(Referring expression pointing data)
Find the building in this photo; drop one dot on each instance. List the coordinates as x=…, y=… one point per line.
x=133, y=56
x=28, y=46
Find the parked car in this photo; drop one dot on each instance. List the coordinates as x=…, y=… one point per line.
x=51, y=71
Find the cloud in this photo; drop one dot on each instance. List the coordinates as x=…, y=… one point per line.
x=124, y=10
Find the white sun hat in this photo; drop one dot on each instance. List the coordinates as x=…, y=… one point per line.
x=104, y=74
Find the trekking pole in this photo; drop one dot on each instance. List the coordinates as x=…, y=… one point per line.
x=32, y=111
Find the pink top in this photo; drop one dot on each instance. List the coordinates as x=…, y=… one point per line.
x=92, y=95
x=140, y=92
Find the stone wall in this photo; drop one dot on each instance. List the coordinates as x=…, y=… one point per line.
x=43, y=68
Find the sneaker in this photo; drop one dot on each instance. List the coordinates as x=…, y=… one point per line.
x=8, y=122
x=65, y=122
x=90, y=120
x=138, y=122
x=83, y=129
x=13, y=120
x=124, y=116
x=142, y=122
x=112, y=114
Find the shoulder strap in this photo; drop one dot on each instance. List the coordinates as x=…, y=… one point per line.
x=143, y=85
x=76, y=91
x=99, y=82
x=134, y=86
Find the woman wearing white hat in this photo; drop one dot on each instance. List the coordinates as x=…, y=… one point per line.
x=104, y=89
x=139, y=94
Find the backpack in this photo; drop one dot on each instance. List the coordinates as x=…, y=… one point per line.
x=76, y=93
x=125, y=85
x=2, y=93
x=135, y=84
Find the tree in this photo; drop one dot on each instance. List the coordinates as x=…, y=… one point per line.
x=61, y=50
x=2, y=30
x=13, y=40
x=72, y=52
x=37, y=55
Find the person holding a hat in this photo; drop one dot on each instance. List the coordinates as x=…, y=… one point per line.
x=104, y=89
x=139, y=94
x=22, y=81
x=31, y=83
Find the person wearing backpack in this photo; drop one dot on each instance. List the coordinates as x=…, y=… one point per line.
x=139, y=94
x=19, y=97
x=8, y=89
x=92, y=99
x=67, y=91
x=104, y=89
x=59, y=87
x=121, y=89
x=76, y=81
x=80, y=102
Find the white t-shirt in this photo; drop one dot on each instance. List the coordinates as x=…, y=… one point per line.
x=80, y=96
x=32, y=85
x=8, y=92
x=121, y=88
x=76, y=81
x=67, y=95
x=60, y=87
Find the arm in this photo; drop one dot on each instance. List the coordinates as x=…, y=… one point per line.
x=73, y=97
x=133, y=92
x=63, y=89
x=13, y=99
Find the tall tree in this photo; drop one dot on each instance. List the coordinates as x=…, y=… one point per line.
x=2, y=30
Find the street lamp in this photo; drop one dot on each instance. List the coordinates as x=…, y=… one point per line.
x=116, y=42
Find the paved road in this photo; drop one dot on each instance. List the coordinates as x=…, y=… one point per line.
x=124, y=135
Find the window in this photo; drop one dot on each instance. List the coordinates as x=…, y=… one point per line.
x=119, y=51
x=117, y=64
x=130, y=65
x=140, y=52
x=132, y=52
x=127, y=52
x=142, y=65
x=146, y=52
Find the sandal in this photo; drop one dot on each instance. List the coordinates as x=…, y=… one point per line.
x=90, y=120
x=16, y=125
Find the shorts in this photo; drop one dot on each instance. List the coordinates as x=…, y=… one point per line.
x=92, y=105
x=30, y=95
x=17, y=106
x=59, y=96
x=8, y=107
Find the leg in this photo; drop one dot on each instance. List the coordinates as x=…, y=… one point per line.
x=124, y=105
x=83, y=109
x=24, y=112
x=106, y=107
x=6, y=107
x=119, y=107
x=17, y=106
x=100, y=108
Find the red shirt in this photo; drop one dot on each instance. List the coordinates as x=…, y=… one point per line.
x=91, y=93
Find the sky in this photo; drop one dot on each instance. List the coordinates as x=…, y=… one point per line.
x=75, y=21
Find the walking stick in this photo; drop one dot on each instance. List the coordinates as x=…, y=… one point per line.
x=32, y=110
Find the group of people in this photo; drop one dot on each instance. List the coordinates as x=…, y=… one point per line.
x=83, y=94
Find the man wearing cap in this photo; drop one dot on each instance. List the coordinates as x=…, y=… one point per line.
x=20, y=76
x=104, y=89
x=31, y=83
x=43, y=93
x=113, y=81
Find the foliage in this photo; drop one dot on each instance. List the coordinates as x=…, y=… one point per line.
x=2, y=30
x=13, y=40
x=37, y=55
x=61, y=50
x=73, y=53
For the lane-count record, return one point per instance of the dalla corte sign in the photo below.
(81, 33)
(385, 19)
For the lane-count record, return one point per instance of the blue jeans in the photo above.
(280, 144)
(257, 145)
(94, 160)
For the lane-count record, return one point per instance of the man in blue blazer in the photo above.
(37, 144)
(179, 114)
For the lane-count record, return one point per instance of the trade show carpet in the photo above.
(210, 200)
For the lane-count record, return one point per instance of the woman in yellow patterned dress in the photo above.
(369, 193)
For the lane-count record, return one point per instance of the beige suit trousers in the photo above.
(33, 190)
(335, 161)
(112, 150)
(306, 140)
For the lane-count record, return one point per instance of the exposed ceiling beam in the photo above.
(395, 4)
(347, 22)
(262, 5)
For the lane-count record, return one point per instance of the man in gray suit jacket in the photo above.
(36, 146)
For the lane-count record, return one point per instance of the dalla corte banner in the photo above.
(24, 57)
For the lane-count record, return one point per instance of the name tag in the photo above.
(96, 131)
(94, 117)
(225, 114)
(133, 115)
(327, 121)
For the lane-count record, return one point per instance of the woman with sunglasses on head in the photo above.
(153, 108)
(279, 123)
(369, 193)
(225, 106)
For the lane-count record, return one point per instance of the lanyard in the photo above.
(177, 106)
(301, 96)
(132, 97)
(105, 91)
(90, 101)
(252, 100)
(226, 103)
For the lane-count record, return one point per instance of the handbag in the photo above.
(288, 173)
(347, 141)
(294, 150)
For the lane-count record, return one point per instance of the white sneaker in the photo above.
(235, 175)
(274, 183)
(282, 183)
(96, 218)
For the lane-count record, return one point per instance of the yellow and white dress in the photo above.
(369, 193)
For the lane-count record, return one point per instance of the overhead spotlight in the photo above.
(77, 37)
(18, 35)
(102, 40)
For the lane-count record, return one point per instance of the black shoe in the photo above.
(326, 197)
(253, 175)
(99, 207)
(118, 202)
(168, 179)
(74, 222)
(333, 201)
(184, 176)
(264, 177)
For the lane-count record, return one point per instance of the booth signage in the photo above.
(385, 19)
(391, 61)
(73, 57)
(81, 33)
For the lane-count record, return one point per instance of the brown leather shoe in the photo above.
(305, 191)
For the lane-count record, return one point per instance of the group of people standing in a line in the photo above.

What the task asks: Transcribe the data in full, keeping every detail.

Task solution:
Find the building in this photo; drop one dot on each instance. List the coordinates as x=…, y=… one point per line.
x=133, y=56
x=28, y=46
Find the parked car in this photo; drop one dot on each instance. List the coordinates as x=…, y=… one point per line.
x=51, y=71
Find the cloud in this photo; drop one dot on each instance. List the coordinates as x=…, y=… one point per line.
x=124, y=10
Find the white sun hat in this photo; drop one dot on each instance. List the coordinates as x=…, y=… one point per line.
x=104, y=74
Find the trekking pole in this photo; drop one dot on each instance. List the coordinates as x=…, y=… one point per line.
x=32, y=111
Find the pink top in this photo; drop one dot on each instance. List the coordinates as x=…, y=… one point per line.
x=92, y=95
x=140, y=92
Find the stone wall in this photo; drop one dot on each instance. List the coordinates as x=…, y=… one point per line.
x=43, y=68
Find the sneaker in this photo; drop one dot on each instance. List the coordinates as x=…, y=… one point per line.
x=8, y=122
x=65, y=122
x=90, y=120
x=138, y=122
x=83, y=129
x=13, y=120
x=124, y=116
x=142, y=122
x=112, y=114
Find the shoulder strap in this photo; drop one dot on each instance. List the coordinates as x=…, y=… one point per line.
x=143, y=85
x=76, y=91
x=99, y=82
x=134, y=86
Find the woman wearing white hat in this photo; drop one dot on each instance. List the coordinates as x=…, y=… one point per line.
x=104, y=89
x=139, y=94
Find the backpack in this photo; drop one dot on each instance. List the coordinates as x=…, y=… one point per line.
x=76, y=93
x=125, y=85
x=2, y=93
x=135, y=84
Find the tree in this photo; drop one dot on each instance. List the coordinates as x=…, y=… one point per line.
x=61, y=50
x=2, y=30
x=13, y=40
x=72, y=52
x=37, y=55
Find the person holding a hat in this photo; drop one dot on each instance. List the coordinates as x=…, y=… one point per line.
x=104, y=89
x=139, y=94
x=22, y=81
x=31, y=83
Find the person wearing backpack in this photo; drop one dot on each instance. List the coordinates as x=…, y=… one point per line.
x=139, y=94
x=19, y=97
x=8, y=89
x=92, y=99
x=67, y=91
x=104, y=89
x=59, y=87
x=121, y=89
x=76, y=81
x=80, y=102
Find the white t-shirt in this photo; drop one dot on each instance. List the coordinates as x=…, y=… one point per line.
x=80, y=96
x=32, y=85
x=8, y=92
x=121, y=88
x=76, y=81
x=67, y=95
x=60, y=87
Find the arm in this photo; drop one dot on each instance. List the coordinates as x=…, y=… one point per line.
x=73, y=97
x=133, y=92
x=63, y=89
x=13, y=99
Find the tall tree in this photo; drop one dot on each instance. List the coordinates as x=…, y=… one point per line.
x=2, y=30
Find the street lamp in this photo; drop one dot on each instance. List the coordinates as x=…, y=… one point per line.
x=116, y=42
Find the paved road in this photo; drop one dot on each instance. List the coordinates as x=…, y=… one point per line.
x=124, y=135
Find the window in this photo; drop one dot on each instance. List the coordinates as x=…, y=… one point per line.
x=119, y=51
x=117, y=64
x=130, y=65
x=140, y=52
x=132, y=52
x=127, y=52
x=142, y=65
x=146, y=52
Find the sandal in this photo; drop one dot on each instance. List the coordinates as x=…, y=… one point per line.
x=90, y=120
x=16, y=125
Find the shorts in this photo; drop one dot on each instance. List the coordinates as x=…, y=… one point per line.
x=92, y=105
x=30, y=95
x=17, y=106
x=59, y=96
x=8, y=107
Find the leg in this photo; drop one dot on each instance. List the coordinates as x=…, y=… one point per line.
x=124, y=105
x=83, y=109
x=24, y=112
x=106, y=107
x=6, y=107
x=119, y=107
x=17, y=106
x=100, y=108
Find the red shirt in this photo; drop one dot on each instance. List the coordinates as x=…, y=… one point per line.
x=91, y=93
Find the sky in this photo; drop one dot on each instance. List the coordinates as x=…, y=… one point per line.
x=75, y=21
Find the walking stick in this photo; drop one dot on each instance. List the coordinates as x=…, y=… one point per line.
x=32, y=110
Find the group of people in this photo; drop one dot on each instance. List the coordinates as x=…, y=… one point per line.
x=83, y=94
Find the man wearing cap in this photo; drop one dot on each instance. List the coordinates as x=…, y=… one point per line.
x=20, y=76
x=104, y=89
x=31, y=83
x=43, y=93
x=113, y=81
Find the foliage in this photo; drop one dot on each instance. List the coordinates as x=…, y=… one point per line.
x=2, y=30
x=13, y=40
x=37, y=55
x=61, y=50
x=73, y=53
For the lane-count record, return one point per instance of the dalla corte sign in the photo below.
(81, 33)
(385, 19)
For the lane-count record, return one point per instance of the blue jeans in the photo above.
(280, 144)
(257, 145)
(94, 160)
For the lane-count record, return one point per instance of the man in blue blazer in the photo above.
(37, 144)
(179, 114)
For the lane-count record, return one point per instance of the trade show carpet in the photo above.
(210, 200)
For the lane-count record, return one point per instance of the woman in yellow patterned dress in the photo above.
(369, 193)
For the lane-count record, return one point per instance of the beige suit trousers in the photo above.
(33, 190)
(335, 161)
(112, 150)
(306, 140)
For the lane-count record, return one point per instance of the exposed ceiling beam in the photo above.
(395, 4)
(347, 22)
(262, 5)
For the lane-count record, return one point per instance of the man in gray suit jacket in the photo above.
(36, 146)
For the lane-count record, return one point per instance of the dalla corte banner in the photo above.
(24, 57)
For the lane-count record, return one point per instance of the name tag in the photo above.
(96, 131)
(94, 117)
(225, 114)
(133, 115)
(327, 121)
For the lane-count record, return one point per instance of the woman with sunglasses on head in the photo above.
(153, 108)
(279, 123)
(369, 193)
(225, 106)
For the lane-count record, return one point per instance of the lanyard in the photo above.
(177, 106)
(301, 96)
(132, 97)
(105, 91)
(90, 101)
(252, 100)
(226, 103)
For the lane-count record, return one point per instance of the handbag in the photo above.
(288, 173)
(347, 141)
(294, 150)
For the lane-count record, return one point per instance of the white sneaker in the photo above.
(235, 175)
(274, 183)
(282, 183)
(96, 218)
For the lane-count record, return one point per instance of the yellow and white dress in the photo above.
(369, 193)
For the lane-count record, return one point per instance of the overhead spotlight in the photo above.
(77, 37)
(18, 35)
(102, 40)
For the lane-count record, return one point per instance of the black shoe in the photo above.
(326, 197)
(253, 175)
(99, 207)
(118, 202)
(168, 179)
(74, 222)
(333, 201)
(184, 176)
(264, 177)
For the lane-count record, return one point per instance of the booth signage in the photo above.
(385, 19)
(391, 61)
(73, 57)
(81, 33)
For the lane-count record, return one point per instance of the brown leather shoe in the photo above.
(305, 191)
For the lane-count record, return one point per instance of the group of people standing in a line in the photo above.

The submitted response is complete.